"""
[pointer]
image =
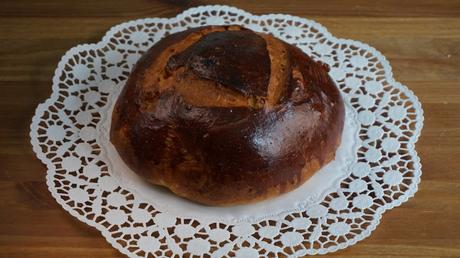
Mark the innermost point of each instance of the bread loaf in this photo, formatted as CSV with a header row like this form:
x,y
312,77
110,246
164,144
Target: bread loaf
x,y
222,115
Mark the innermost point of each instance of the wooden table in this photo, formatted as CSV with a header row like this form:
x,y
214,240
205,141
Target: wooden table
x,y
420,38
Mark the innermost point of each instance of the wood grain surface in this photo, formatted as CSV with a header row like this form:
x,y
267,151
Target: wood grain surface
x,y
421,39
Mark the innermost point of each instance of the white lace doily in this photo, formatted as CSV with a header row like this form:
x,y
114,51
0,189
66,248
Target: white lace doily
x,y
377,167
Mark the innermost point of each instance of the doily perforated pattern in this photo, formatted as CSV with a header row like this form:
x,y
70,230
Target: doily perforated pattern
x,y
385,172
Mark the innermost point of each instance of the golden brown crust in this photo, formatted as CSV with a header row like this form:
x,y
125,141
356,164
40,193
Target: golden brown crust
x,y
222,115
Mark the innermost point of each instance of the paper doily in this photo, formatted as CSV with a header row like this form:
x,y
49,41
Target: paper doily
x,y
67,134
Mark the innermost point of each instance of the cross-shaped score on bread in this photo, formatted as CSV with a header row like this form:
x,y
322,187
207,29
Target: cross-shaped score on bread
x,y
223,115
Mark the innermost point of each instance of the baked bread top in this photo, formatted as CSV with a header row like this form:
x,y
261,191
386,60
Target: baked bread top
x,y
223,115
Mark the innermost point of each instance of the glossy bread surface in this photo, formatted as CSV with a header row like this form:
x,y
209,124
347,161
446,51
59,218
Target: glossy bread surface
x,y
222,115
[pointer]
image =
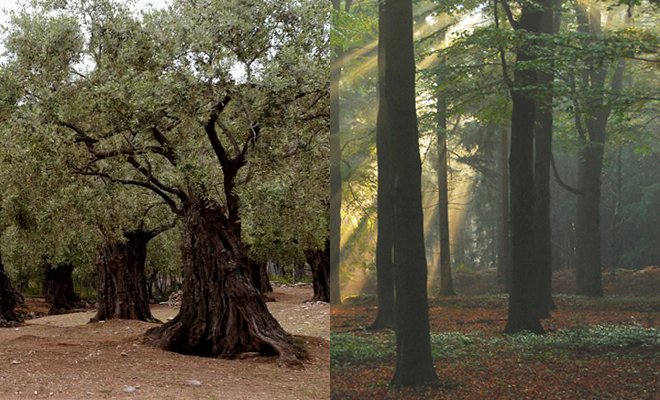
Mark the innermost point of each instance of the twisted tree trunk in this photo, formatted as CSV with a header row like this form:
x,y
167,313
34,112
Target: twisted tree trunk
x,y
58,288
259,277
319,262
122,285
222,313
9,299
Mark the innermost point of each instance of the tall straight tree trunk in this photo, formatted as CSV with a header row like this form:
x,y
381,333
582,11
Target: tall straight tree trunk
x,y
414,365
384,267
9,299
591,127
335,170
503,240
122,285
222,314
543,155
58,289
446,280
319,262
587,224
522,313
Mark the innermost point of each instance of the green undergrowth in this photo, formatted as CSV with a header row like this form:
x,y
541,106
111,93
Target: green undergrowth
x,y
608,340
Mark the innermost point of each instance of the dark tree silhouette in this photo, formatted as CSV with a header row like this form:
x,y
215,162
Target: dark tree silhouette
x,y
414,365
384,268
523,301
446,280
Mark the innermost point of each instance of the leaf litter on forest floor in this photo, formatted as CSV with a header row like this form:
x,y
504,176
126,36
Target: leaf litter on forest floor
x,y
595,349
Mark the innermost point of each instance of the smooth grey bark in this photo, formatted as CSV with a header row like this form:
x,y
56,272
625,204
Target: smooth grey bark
x,y
522,312
446,280
414,365
385,318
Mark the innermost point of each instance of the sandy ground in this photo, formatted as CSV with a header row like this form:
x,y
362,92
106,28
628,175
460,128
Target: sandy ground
x,y
64,357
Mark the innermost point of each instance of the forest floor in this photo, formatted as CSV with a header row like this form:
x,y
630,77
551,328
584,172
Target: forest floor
x,y
595,349
64,357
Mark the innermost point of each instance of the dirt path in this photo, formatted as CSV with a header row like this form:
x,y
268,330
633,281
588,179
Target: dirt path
x,y
63,357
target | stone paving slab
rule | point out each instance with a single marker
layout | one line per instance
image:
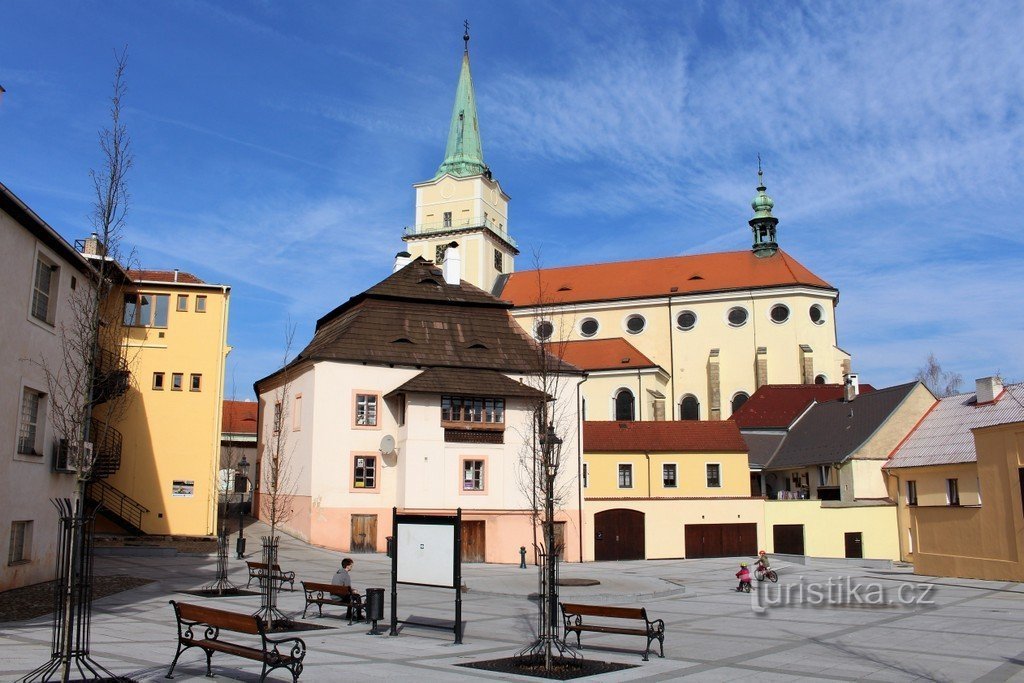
(973, 631)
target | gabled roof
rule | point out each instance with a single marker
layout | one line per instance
(414, 318)
(165, 276)
(944, 437)
(674, 275)
(597, 354)
(776, 406)
(676, 436)
(239, 417)
(833, 431)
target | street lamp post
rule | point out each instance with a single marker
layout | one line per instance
(240, 547)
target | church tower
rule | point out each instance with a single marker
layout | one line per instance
(463, 203)
(763, 222)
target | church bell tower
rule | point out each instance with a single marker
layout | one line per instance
(463, 203)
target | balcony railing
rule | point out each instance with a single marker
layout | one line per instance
(460, 224)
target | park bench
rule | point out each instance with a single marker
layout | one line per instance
(258, 570)
(573, 616)
(329, 594)
(202, 627)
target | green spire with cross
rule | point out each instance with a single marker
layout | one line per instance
(464, 154)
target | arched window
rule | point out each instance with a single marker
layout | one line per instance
(625, 404)
(689, 408)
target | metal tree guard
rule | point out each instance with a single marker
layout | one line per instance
(72, 601)
(268, 611)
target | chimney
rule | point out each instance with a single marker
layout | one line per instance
(851, 386)
(987, 389)
(453, 264)
(401, 259)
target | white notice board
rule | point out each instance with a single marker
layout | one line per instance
(426, 554)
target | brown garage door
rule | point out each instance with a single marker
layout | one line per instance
(721, 540)
(788, 539)
(619, 535)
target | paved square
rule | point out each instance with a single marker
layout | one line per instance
(972, 630)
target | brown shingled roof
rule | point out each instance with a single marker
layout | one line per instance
(464, 381)
(165, 276)
(239, 417)
(776, 406)
(594, 354)
(677, 436)
(655, 278)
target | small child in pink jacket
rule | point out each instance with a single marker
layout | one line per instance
(743, 575)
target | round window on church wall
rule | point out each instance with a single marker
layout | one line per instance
(686, 319)
(779, 312)
(737, 316)
(635, 324)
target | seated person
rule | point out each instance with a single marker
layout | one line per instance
(342, 578)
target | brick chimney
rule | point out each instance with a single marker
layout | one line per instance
(453, 264)
(851, 386)
(987, 389)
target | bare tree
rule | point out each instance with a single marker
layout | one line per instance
(545, 474)
(939, 382)
(88, 385)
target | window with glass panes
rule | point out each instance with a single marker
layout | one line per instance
(473, 410)
(29, 423)
(366, 410)
(472, 475)
(365, 472)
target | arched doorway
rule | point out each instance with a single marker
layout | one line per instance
(619, 535)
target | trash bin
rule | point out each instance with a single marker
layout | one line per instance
(375, 608)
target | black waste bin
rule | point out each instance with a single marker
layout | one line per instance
(375, 608)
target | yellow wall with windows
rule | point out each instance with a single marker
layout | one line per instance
(174, 435)
(602, 474)
(825, 525)
(685, 354)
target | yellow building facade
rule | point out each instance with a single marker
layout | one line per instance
(176, 346)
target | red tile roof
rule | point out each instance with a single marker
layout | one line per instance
(165, 276)
(681, 436)
(776, 406)
(602, 354)
(656, 278)
(239, 417)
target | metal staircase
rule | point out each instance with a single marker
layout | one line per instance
(117, 506)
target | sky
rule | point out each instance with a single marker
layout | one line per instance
(276, 142)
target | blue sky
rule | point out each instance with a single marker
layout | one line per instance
(275, 145)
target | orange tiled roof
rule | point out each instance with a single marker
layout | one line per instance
(677, 436)
(595, 354)
(778, 404)
(655, 278)
(165, 276)
(239, 417)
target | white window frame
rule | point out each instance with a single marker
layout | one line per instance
(708, 478)
(619, 475)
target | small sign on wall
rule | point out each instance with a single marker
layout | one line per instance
(182, 488)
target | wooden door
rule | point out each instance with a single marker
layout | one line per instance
(364, 534)
(854, 545)
(473, 541)
(788, 539)
(720, 540)
(619, 535)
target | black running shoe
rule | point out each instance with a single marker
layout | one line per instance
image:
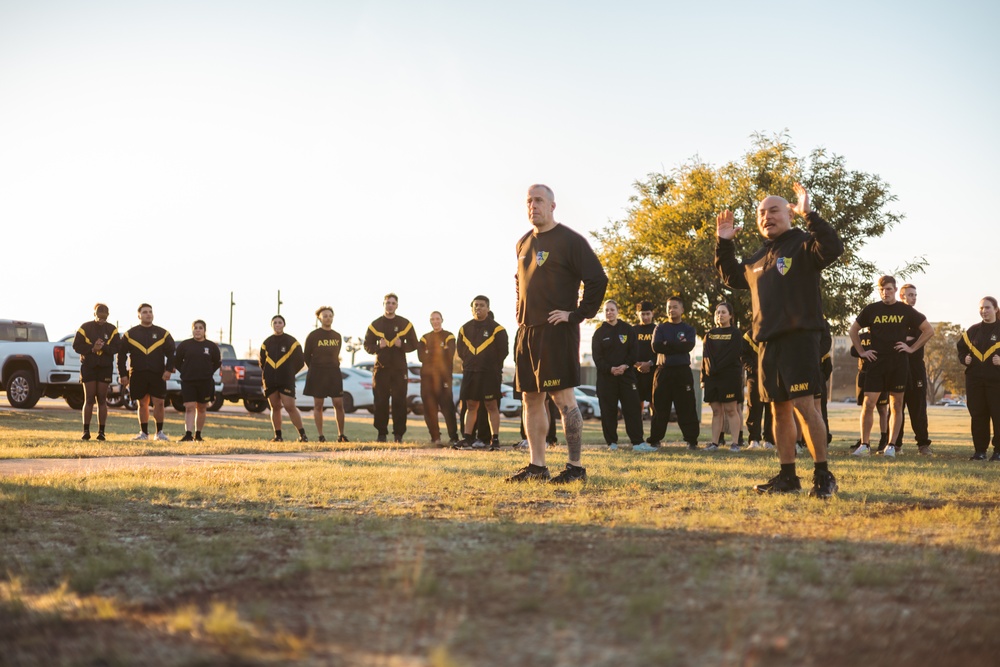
(570, 474)
(530, 472)
(824, 484)
(780, 483)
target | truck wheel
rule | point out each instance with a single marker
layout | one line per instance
(74, 399)
(23, 390)
(254, 405)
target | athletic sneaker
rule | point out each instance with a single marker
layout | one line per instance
(530, 472)
(824, 484)
(780, 483)
(861, 450)
(570, 474)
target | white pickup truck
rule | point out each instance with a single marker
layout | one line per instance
(31, 366)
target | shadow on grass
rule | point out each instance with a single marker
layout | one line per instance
(208, 578)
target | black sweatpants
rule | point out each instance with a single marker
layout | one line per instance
(674, 386)
(389, 384)
(983, 399)
(612, 389)
(915, 403)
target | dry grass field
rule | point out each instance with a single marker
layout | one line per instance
(410, 555)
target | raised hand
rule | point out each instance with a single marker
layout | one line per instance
(801, 207)
(724, 227)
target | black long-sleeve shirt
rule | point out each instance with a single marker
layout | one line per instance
(721, 352)
(614, 345)
(482, 345)
(673, 343)
(146, 349)
(197, 359)
(87, 335)
(550, 268)
(322, 348)
(390, 329)
(436, 352)
(783, 277)
(280, 359)
(982, 343)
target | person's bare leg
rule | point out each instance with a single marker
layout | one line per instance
(293, 412)
(536, 424)
(813, 429)
(318, 413)
(565, 400)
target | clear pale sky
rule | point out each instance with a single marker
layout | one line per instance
(174, 152)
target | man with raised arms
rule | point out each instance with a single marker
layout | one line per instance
(783, 277)
(552, 261)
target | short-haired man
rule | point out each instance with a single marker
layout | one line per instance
(436, 352)
(389, 338)
(645, 358)
(482, 346)
(145, 363)
(915, 396)
(673, 383)
(197, 359)
(552, 261)
(321, 355)
(783, 277)
(97, 343)
(888, 321)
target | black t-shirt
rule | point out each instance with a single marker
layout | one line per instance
(322, 348)
(889, 324)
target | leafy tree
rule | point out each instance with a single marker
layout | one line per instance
(666, 244)
(944, 371)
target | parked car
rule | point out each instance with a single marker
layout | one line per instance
(357, 390)
(32, 367)
(413, 384)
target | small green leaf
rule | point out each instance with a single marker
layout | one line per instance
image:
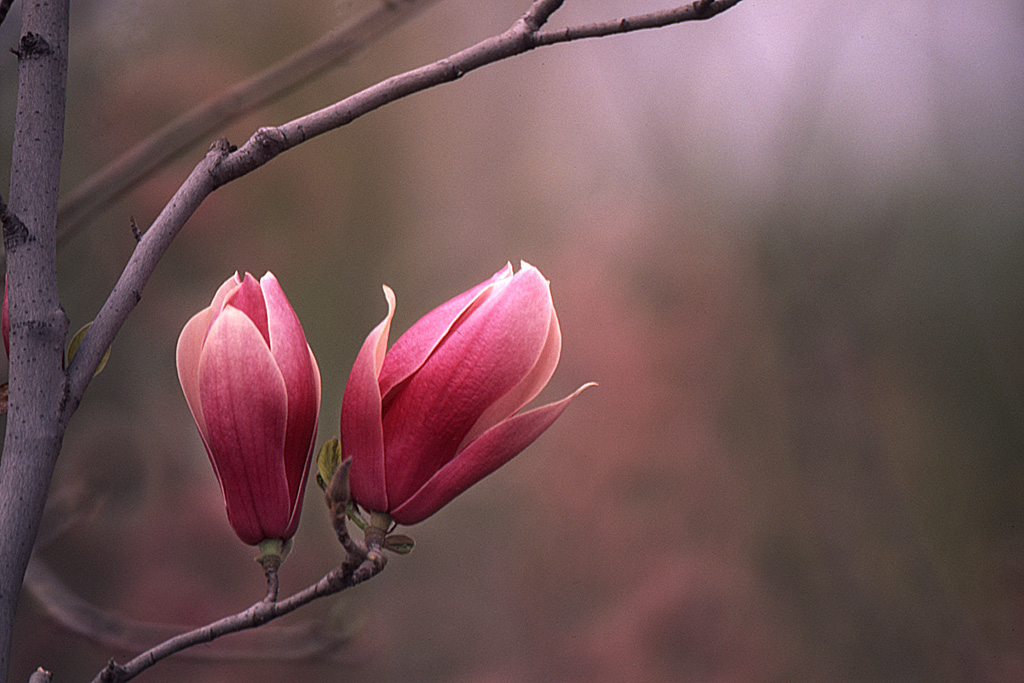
(76, 342)
(327, 462)
(399, 543)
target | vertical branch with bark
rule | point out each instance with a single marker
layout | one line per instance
(38, 325)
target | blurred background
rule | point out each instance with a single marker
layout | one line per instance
(787, 243)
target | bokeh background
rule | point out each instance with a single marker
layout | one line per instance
(787, 243)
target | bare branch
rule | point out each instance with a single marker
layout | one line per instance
(155, 152)
(38, 325)
(4, 8)
(702, 9)
(351, 572)
(71, 612)
(223, 163)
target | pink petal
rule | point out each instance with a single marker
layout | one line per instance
(246, 409)
(482, 457)
(290, 350)
(418, 343)
(304, 471)
(361, 429)
(532, 383)
(487, 354)
(248, 298)
(190, 345)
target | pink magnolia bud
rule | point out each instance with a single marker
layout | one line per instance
(435, 414)
(254, 389)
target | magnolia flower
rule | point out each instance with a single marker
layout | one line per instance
(254, 389)
(435, 414)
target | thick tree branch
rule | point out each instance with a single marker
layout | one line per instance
(155, 152)
(224, 163)
(353, 571)
(38, 326)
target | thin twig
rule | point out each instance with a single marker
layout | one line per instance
(702, 9)
(148, 156)
(351, 572)
(223, 163)
(313, 638)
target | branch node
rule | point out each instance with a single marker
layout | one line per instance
(270, 139)
(32, 45)
(113, 673)
(14, 231)
(135, 232)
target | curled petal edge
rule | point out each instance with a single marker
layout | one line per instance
(361, 428)
(495, 447)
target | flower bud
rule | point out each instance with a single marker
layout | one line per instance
(435, 414)
(254, 389)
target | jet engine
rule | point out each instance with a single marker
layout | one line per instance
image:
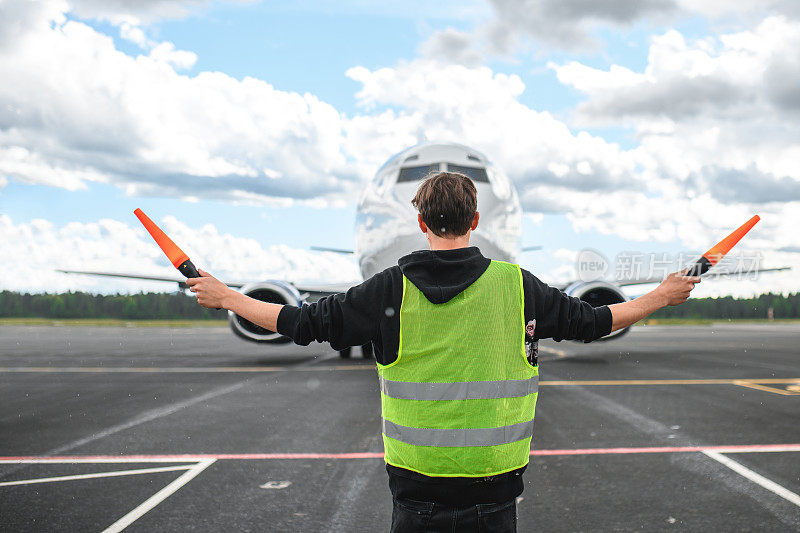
(597, 293)
(276, 292)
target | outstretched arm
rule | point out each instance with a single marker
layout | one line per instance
(213, 293)
(673, 290)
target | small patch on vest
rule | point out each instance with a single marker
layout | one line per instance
(531, 346)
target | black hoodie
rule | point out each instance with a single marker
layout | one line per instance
(370, 312)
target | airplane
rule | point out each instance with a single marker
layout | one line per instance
(386, 229)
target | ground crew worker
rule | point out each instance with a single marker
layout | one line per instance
(449, 329)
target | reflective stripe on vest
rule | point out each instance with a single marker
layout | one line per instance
(458, 437)
(464, 390)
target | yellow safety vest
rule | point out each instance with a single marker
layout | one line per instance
(461, 396)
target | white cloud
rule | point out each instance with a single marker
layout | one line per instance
"""
The exercise:
Copy out exactly the lines from the one with "target | curled petal edge" through the end of the listing, both ends included, omitting any picture.

Complete response:
target | curled petal edge
rule | point out each instance with a single marker
layout | one line per instance
(361, 428)
(495, 447)
target | flower bud
rule | point out each instance with a single marker
layout | one line per instance
(435, 414)
(254, 389)
target | jet engine
rule | point out each instance with a single marker
layout | one line per instance
image:
(597, 293)
(276, 292)
target | outstretched arm
rule | point out each instance with a single marker
layout | one line per instance
(213, 293)
(673, 290)
target | small patch on vest
rule | point out each instance with a single marker
layout | one line per instance
(531, 346)
target | black hoodie
rule | point out each instance with a single marker
layout | one line per instance
(370, 312)
target | airplane
rule | point out each instance with a single marker
layout | one line per instance
(386, 229)
target | ground crew worker
rule | point out each instance with a single marker
layout | one line per instance
(449, 329)
target | reflective stripe on vest
rule | point out each instance with a single marker
layout | one line per instance
(458, 437)
(464, 390)
target | yellow safety vest
rule | point out each instance with a single marker
layout | one line per instance
(461, 396)
target | white cloud
rule | point out each instance with a single marker
layout | one line per instance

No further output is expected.